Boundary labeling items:
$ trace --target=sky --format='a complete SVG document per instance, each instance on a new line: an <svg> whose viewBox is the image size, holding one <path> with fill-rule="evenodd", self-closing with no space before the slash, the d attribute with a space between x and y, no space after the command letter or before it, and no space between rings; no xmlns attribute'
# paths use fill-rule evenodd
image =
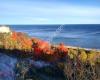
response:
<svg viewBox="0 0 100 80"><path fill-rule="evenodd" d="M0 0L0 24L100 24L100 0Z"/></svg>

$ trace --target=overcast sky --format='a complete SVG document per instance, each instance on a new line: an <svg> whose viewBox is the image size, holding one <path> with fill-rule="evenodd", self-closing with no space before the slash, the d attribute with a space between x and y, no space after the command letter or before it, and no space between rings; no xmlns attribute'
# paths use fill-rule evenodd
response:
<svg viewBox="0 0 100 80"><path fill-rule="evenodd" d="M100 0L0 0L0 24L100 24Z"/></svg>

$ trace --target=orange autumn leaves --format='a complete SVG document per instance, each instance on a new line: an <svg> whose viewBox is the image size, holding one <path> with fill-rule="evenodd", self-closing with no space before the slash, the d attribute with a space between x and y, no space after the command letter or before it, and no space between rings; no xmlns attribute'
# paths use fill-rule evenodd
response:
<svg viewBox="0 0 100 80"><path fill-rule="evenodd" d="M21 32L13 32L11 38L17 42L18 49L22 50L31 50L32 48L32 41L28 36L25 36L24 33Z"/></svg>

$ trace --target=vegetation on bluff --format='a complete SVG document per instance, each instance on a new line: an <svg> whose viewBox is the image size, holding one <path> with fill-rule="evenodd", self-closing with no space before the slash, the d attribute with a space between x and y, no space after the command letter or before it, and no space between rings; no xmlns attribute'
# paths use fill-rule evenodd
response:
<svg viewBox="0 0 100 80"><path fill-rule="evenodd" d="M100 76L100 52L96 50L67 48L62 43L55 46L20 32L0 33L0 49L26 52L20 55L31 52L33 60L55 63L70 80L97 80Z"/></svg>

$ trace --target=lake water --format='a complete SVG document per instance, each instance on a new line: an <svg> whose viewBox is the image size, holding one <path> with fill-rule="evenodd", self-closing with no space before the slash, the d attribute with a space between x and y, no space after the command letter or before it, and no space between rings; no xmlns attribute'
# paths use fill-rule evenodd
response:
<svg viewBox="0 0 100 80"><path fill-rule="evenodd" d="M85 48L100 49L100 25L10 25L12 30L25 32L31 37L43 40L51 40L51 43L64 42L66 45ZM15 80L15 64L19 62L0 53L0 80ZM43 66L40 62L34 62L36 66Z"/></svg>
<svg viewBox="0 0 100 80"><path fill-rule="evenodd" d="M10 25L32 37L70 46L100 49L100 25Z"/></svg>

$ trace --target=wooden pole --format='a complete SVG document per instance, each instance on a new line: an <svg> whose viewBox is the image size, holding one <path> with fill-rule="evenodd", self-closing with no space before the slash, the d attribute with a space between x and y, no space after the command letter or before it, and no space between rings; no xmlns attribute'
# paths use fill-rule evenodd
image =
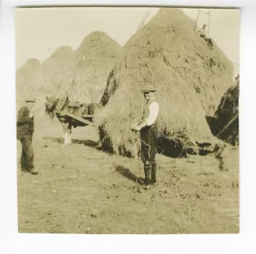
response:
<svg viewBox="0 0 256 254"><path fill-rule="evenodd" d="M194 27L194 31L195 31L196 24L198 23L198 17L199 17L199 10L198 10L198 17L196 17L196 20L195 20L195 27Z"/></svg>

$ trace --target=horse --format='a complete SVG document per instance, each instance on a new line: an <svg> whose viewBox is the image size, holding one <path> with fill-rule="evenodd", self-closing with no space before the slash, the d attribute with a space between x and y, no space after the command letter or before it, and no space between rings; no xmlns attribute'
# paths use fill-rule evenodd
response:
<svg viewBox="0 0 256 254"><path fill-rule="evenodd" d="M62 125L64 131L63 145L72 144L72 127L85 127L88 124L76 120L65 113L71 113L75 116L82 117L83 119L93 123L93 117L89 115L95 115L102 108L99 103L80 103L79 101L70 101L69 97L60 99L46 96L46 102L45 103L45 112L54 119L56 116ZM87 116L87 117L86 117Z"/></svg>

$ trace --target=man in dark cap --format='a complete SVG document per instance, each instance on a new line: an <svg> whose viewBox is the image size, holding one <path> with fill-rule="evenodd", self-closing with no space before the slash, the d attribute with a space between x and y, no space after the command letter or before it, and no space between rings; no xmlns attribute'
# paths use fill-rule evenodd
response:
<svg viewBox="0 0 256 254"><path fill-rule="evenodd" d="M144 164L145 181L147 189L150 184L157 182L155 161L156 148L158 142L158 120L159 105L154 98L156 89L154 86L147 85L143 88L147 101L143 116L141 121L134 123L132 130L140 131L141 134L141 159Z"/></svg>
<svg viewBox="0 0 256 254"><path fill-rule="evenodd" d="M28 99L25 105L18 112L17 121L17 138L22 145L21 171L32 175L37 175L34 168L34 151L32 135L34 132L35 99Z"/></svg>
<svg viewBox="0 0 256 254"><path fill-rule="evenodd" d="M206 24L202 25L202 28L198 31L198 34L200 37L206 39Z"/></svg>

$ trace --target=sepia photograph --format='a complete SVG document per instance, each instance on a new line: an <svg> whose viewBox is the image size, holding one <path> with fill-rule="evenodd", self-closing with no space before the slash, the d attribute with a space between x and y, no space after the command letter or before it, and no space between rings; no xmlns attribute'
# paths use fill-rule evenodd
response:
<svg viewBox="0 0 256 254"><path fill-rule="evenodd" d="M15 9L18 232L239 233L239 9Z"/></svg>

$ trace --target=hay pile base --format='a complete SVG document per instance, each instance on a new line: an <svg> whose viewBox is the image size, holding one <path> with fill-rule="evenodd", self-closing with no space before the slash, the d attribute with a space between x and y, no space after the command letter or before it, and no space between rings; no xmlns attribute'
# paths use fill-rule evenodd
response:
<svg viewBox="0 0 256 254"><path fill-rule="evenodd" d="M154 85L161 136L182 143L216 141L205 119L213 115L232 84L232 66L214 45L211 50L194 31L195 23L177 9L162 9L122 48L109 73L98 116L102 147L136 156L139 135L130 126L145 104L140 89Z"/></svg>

Exercise aim:
Write out all the lines above again, substituting "separate line" for every "new line" and leaving everything else unchanged. Omit the pictures.

Written response:
$ trace --target=sky --format='a complete SVG document per instance, each instance on a separate line: an <svg> whose viewBox is the image size, holding one <path> with fill-rule="evenodd", self-closing with no space before the slash, the d attribute with a space between x and y, no space after the command letter or before it, and no space between rings; no xmlns attribute'
# paths use fill-rule evenodd
image =
response:
<svg viewBox="0 0 100 80"><path fill-rule="evenodd" d="M0 0L0 24L100 24L100 0Z"/></svg>

$ trace --target=overcast sky --format='a complete SVG document per instance, each instance on a separate line: an <svg> whose viewBox is the image size, holding one <path> with fill-rule="evenodd", self-closing with no space before the slash, the d attribute with a space between x and y, no space after the command letter or before it, and no space between rings; no xmlns attribute'
# paths use fill-rule evenodd
response:
<svg viewBox="0 0 100 80"><path fill-rule="evenodd" d="M100 0L0 0L0 24L100 24Z"/></svg>

$ trace --target=orange autumn leaves --format='a complete SVG document per instance, each instance on a separate line: an <svg> whose viewBox is the image size, holding one <path> with fill-rule="evenodd", self-closing with no space before the slash, the d attribute with a space between x and y, no space after the command letter or before it, and no space between rings; no xmlns attribute'
# paths use fill-rule evenodd
response:
<svg viewBox="0 0 100 80"><path fill-rule="evenodd" d="M21 32L13 32L11 38L17 42L18 49L22 50L31 50L32 48L32 41L28 36L25 36L24 33Z"/></svg>

$ trace --target=vegetation on bluff --format='a complete SVG document per instance, each instance on a separate line: an <svg> whose viewBox is the image size, holding one <path> with fill-rule="evenodd", self-closing with no space before the slash, the d attribute with a space between x and y, no space after the command letter or before it, and no space between rings; no xmlns attribute'
# paths use fill-rule evenodd
response:
<svg viewBox="0 0 100 80"><path fill-rule="evenodd" d="M100 76L100 52L96 50L67 48L62 43L55 46L20 32L0 33L0 49L26 52L20 55L31 52L33 60L55 63L70 80L97 80Z"/></svg>

$ trace --target=lake water --format='a complete SVG document per instance, each instance on a separate line: an <svg> whose viewBox is the image size, holding one <path> with fill-rule="evenodd", self-closing with no space before the slash, the d attribute with a space between x and y, no space after the command letter or before it, and no space between rings; no xmlns attribute'
# paths use fill-rule evenodd
response:
<svg viewBox="0 0 100 80"><path fill-rule="evenodd" d="M85 48L100 49L100 25L10 25L12 30L25 32L31 37L43 40L51 40L51 43L64 42L66 45ZM15 80L15 64L19 62L0 53L0 80ZM43 66L40 62L34 62L36 66Z"/></svg>
<svg viewBox="0 0 100 80"><path fill-rule="evenodd" d="M10 25L32 37L70 46L100 49L100 25Z"/></svg>

$ trace --target=wooden pole --format='a complete SVG document per instance, each instance on a separate line: an <svg> whose viewBox is the image size, holding one <path> with fill-rule="evenodd", self-closing with no space before the slash, the d attribute with a space between x and y, no space after the command letter or before it, and no space between rings; no xmlns attribute'
# paths use fill-rule evenodd
image =
response:
<svg viewBox="0 0 256 254"><path fill-rule="evenodd" d="M194 27L194 31L195 31L196 24L198 23L198 17L199 17L199 10L198 10L198 17L196 17L196 20L195 20L195 27Z"/></svg>

$ trace --target=horse --format='a complete SVG document per instance, each instance on a separate line: an <svg> whose viewBox is the image size, holding one <path> with fill-rule="evenodd", self-closing with no space before the slash, the d attribute with a space between x and y, no space after the command letter or before it, and no space between rings; no xmlns attribute'
# paths use fill-rule evenodd
response:
<svg viewBox="0 0 256 254"><path fill-rule="evenodd" d="M62 125L64 131L63 145L72 144L72 127L85 127L88 124L76 120L65 113L71 113L75 116L82 117L83 119L93 123L93 117L89 115L95 115L102 108L99 103L80 103L79 101L70 101L69 97L60 99L46 96L46 102L45 103L45 112L54 119L56 116ZM87 116L87 117L86 117Z"/></svg>

$ trace --target=man in dark cap --format='a complete SVG document per instance, each instance on a separate line: an <svg> whose viewBox is the image size, holding one <path> with fill-rule="evenodd", self-closing with no space before the slash, the d attribute with a space between x and y, no space after the command letter or before it, and no space between rings; no xmlns attribute'
# paths use fill-rule evenodd
response:
<svg viewBox="0 0 256 254"><path fill-rule="evenodd" d="M144 164L145 181L147 189L150 184L157 182L155 161L156 148L158 142L158 120L159 105L154 98L156 89L154 86L147 85L143 88L147 101L143 116L141 121L134 123L132 130L140 131L141 134L141 159Z"/></svg>
<svg viewBox="0 0 256 254"><path fill-rule="evenodd" d="M28 99L25 105L18 112L17 121L17 138L22 145L21 171L32 175L37 175L34 168L34 151L32 135L34 132L35 99Z"/></svg>
<svg viewBox="0 0 256 254"><path fill-rule="evenodd" d="M206 24L202 25L202 28L198 31L198 34L200 37L206 39Z"/></svg>

$ trace --target=sepia photograph --format='a complete SVG document per instance, each instance on a separate line: an <svg> whose viewBox is the image size, holding one <path> with fill-rule="evenodd", self-closing with no space before the slash, the d attribute with a space between x and y, no space after the command letter or before it, and no space between rings; no xmlns attribute'
# paths use fill-rule evenodd
response:
<svg viewBox="0 0 256 254"><path fill-rule="evenodd" d="M15 9L18 232L239 233L239 9Z"/></svg>

$ trace --target=hay pile base --format='a complete SVG document per instance, each instance on a separate line: an <svg> whose viewBox is the image size, holding one <path> with fill-rule="evenodd", self-closing with no space before the slash, the d attribute with a space between x and y, no space after the command letter or before it, and no space between rings; no xmlns attribute'
# paths use fill-rule evenodd
response:
<svg viewBox="0 0 256 254"><path fill-rule="evenodd" d="M154 85L161 136L182 143L216 141L205 119L213 115L232 84L232 66L214 45L211 50L194 31L195 23L177 9L162 9L122 48L109 73L98 116L102 147L136 156L139 135L130 126L145 104L140 89Z"/></svg>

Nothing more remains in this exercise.